*THE REQUEST*: Please select every line in the rows below that contains the word "canopy", and copy those lines out.

[start of SUPPLIED MATERIAL]

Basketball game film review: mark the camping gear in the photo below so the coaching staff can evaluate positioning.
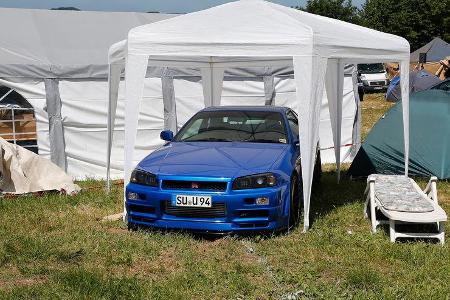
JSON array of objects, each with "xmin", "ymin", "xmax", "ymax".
[
  {"xmin": 348, "ymin": 90, "xmax": 450, "ymax": 179},
  {"xmin": 0, "ymin": 138, "xmax": 81, "ymax": 195},
  {"xmin": 107, "ymin": 0, "xmax": 410, "ymax": 230},
  {"xmin": 364, "ymin": 174, "xmax": 447, "ymax": 246},
  {"xmin": 386, "ymin": 70, "xmax": 441, "ymax": 102}
]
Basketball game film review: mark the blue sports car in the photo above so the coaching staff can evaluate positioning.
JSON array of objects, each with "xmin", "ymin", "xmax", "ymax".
[{"xmin": 126, "ymin": 106, "xmax": 320, "ymax": 233}]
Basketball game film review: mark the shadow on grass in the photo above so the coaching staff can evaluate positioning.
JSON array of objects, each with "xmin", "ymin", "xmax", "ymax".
[{"xmin": 310, "ymin": 171, "xmax": 366, "ymax": 227}]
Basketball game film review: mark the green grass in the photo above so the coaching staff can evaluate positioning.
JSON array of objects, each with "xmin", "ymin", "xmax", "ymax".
[{"xmin": 0, "ymin": 95, "xmax": 450, "ymax": 299}]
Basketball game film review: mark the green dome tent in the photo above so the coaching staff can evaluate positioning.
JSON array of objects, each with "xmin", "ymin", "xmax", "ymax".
[{"xmin": 349, "ymin": 90, "xmax": 450, "ymax": 179}]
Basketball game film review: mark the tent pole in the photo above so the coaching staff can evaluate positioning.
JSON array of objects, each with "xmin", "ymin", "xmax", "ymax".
[{"xmin": 400, "ymin": 59, "xmax": 409, "ymax": 176}]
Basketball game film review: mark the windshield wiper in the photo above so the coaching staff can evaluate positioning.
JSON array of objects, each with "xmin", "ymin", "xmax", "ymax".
[
  {"xmin": 182, "ymin": 138, "xmax": 232, "ymax": 142},
  {"xmin": 247, "ymin": 139, "xmax": 282, "ymax": 144}
]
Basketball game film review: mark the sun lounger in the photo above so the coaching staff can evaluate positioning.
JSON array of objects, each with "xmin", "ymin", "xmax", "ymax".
[{"xmin": 364, "ymin": 174, "xmax": 447, "ymax": 245}]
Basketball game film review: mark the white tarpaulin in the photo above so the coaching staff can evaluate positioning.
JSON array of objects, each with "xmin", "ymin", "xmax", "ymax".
[
  {"xmin": 110, "ymin": 0, "xmax": 410, "ymax": 230},
  {"xmin": 0, "ymin": 138, "xmax": 81, "ymax": 195},
  {"xmin": 0, "ymin": 8, "xmax": 174, "ymax": 179}
]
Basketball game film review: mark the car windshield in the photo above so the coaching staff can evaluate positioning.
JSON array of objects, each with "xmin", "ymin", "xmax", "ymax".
[
  {"xmin": 432, "ymin": 79, "xmax": 450, "ymax": 92},
  {"xmin": 358, "ymin": 64, "xmax": 384, "ymax": 74},
  {"xmin": 175, "ymin": 111, "xmax": 287, "ymax": 144}
]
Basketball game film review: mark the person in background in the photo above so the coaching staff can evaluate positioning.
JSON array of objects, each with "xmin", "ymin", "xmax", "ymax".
[{"xmin": 435, "ymin": 56, "xmax": 450, "ymax": 80}]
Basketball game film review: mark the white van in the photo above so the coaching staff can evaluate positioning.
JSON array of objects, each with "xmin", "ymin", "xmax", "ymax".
[{"xmin": 358, "ymin": 63, "xmax": 389, "ymax": 92}]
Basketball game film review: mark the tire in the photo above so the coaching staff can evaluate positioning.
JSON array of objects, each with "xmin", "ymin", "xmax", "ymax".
[
  {"xmin": 288, "ymin": 176, "xmax": 301, "ymax": 229},
  {"xmin": 127, "ymin": 223, "xmax": 139, "ymax": 232}
]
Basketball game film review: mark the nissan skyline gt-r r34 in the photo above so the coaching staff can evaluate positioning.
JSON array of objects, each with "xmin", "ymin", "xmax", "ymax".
[{"xmin": 125, "ymin": 106, "xmax": 320, "ymax": 233}]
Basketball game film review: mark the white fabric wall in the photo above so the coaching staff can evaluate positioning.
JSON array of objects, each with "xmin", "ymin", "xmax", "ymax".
[
  {"xmin": 60, "ymin": 79, "xmax": 164, "ymax": 179},
  {"xmin": 0, "ymin": 77, "xmax": 356, "ymax": 179},
  {"xmin": 0, "ymin": 79, "xmax": 50, "ymax": 159}
]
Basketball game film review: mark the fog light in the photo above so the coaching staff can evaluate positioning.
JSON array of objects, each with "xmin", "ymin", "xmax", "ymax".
[
  {"xmin": 256, "ymin": 197, "xmax": 269, "ymax": 205},
  {"xmin": 128, "ymin": 193, "xmax": 139, "ymax": 200}
]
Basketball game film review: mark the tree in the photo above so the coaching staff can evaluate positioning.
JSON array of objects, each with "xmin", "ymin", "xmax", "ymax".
[
  {"xmin": 361, "ymin": 0, "xmax": 450, "ymax": 51},
  {"xmin": 296, "ymin": 0, "xmax": 359, "ymax": 24},
  {"xmin": 51, "ymin": 6, "xmax": 81, "ymax": 11}
]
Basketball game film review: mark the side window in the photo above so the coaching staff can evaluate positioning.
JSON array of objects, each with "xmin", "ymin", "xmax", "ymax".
[{"xmin": 286, "ymin": 110, "xmax": 298, "ymax": 139}]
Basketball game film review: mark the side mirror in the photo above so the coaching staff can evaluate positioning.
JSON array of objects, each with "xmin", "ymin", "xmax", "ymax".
[{"xmin": 159, "ymin": 130, "xmax": 173, "ymax": 142}]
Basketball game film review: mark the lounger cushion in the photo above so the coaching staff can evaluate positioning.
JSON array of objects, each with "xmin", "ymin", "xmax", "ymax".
[{"xmin": 370, "ymin": 174, "xmax": 434, "ymax": 213}]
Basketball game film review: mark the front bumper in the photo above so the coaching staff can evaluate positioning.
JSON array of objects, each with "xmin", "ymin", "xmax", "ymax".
[
  {"xmin": 126, "ymin": 183, "xmax": 289, "ymax": 233},
  {"xmin": 363, "ymin": 80, "xmax": 390, "ymax": 92}
]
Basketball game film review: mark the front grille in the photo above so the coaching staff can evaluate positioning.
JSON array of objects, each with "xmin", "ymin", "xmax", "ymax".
[
  {"xmin": 128, "ymin": 204, "xmax": 155, "ymax": 214},
  {"xmin": 370, "ymin": 81, "xmax": 385, "ymax": 86},
  {"xmin": 162, "ymin": 180, "xmax": 227, "ymax": 192},
  {"xmin": 162, "ymin": 201, "xmax": 226, "ymax": 218}
]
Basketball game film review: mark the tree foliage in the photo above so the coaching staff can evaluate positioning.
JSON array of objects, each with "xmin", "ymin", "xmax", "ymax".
[
  {"xmin": 297, "ymin": 0, "xmax": 450, "ymax": 51},
  {"xmin": 297, "ymin": 0, "xmax": 359, "ymax": 24},
  {"xmin": 361, "ymin": 0, "xmax": 450, "ymax": 50}
]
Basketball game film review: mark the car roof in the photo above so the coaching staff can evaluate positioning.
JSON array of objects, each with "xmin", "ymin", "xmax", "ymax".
[{"xmin": 202, "ymin": 105, "xmax": 289, "ymax": 113}]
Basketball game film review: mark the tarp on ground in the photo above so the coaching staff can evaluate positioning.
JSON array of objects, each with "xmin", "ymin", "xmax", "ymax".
[
  {"xmin": 349, "ymin": 90, "xmax": 450, "ymax": 179},
  {"xmin": 386, "ymin": 70, "xmax": 441, "ymax": 102},
  {"xmin": 411, "ymin": 37, "xmax": 450, "ymax": 62},
  {"xmin": 0, "ymin": 137, "xmax": 80, "ymax": 195}
]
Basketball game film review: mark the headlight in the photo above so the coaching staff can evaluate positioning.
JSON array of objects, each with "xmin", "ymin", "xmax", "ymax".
[
  {"xmin": 130, "ymin": 169, "xmax": 158, "ymax": 186},
  {"xmin": 233, "ymin": 173, "xmax": 277, "ymax": 190}
]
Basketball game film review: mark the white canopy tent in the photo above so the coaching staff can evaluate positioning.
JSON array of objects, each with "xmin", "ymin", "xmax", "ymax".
[
  {"xmin": 108, "ymin": 0, "xmax": 409, "ymax": 230},
  {"xmin": 0, "ymin": 8, "xmax": 175, "ymax": 179}
]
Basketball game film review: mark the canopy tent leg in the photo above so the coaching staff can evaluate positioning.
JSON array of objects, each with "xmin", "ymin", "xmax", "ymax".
[
  {"xmin": 123, "ymin": 55, "xmax": 148, "ymax": 221},
  {"xmin": 263, "ymin": 75, "xmax": 276, "ymax": 105},
  {"xmin": 106, "ymin": 64, "xmax": 120, "ymax": 192},
  {"xmin": 294, "ymin": 56, "xmax": 327, "ymax": 231},
  {"xmin": 161, "ymin": 68, "xmax": 178, "ymax": 133},
  {"xmin": 44, "ymin": 79, "xmax": 67, "ymax": 171},
  {"xmin": 400, "ymin": 60, "xmax": 409, "ymax": 176},
  {"xmin": 325, "ymin": 59, "xmax": 345, "ymax": 182},
  {"xmin": 350, "ymin": 65, "xmax": 362, "ymax": 161},
  {"xmin": 201, "ymin": 63, "xmax": 225, "ymax": 107}
]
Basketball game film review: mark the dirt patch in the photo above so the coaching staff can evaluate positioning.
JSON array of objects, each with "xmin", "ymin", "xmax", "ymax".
[{"xmin": 0, "ymin": 276, "xmax": 48, "ymax": 289}]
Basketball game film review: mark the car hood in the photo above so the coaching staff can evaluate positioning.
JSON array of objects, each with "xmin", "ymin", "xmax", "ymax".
[{"xmin": 138, "ymin": 142, "xmax": 289, "ymax": 178}]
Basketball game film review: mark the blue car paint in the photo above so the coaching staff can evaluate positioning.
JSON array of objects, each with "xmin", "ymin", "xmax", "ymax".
[{"xmin": 126, "ymin": 106, "xmax": 299, "ymax": 233}]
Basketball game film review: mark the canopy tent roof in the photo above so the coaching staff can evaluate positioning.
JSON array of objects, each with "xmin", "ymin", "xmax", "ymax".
[
  {"xmin": 108, "ymin": 0, "xmax": 409, "ymax": 61},
  {"xmin": 411, "ymin": 37, "xmax": 450, "ymax": 62},
  {"xmin": 0, "ymin": 8, "xmax": 175, "ymax": 78},
  {"xmin": 108, "ymin": 0, "xmax": 410, "ymax": 229}
]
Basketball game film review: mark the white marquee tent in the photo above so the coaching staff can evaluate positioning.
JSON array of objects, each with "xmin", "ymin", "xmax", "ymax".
[
  {"xmin": 0, "ymin": 8, "xmax": 175, "ymax": 179},
  {"xmin": 109, "ymin": 0, "xmax": 410, "ymax": 230}
]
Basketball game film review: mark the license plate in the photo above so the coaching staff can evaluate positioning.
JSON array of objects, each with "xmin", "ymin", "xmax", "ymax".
[{"xmin": 175, "ymin": 195, "xmax": 212, "ymax": 207}]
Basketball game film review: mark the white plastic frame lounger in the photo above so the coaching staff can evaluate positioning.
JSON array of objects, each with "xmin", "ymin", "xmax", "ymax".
[{"xmin": 364, "ymin": 174, "xmax": 447, "ymax": 245}]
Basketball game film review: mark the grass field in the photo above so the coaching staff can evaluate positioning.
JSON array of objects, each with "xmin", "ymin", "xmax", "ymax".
[{"xmin": 0, "ymin": 94, "xmax": 450, "ymax": 299}]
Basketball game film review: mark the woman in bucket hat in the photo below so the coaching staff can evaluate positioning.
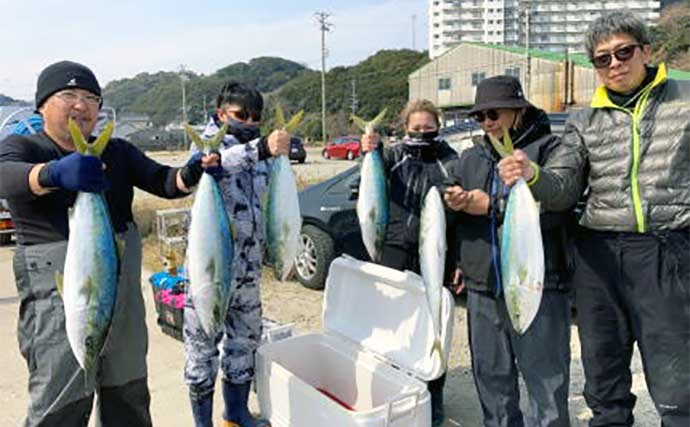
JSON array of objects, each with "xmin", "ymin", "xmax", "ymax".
[{"xmin": 444, "ymin": 76, "xmax": 572, "ymax": 427}]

[end of SUPPLIED MATERIAL]

*ANSWER FOR THE TASK*:
Basketball game film review: mark the white canopy tent in the photo above so the coaching staff can evaluate positioning.
Basketball game film review: mark the canopy tent leg in the photo above so the coaching staff can evaluate positioning.
Basketball game film review: mark the canopy tent roof in the photo above so the coaching staff can evaluate positioning.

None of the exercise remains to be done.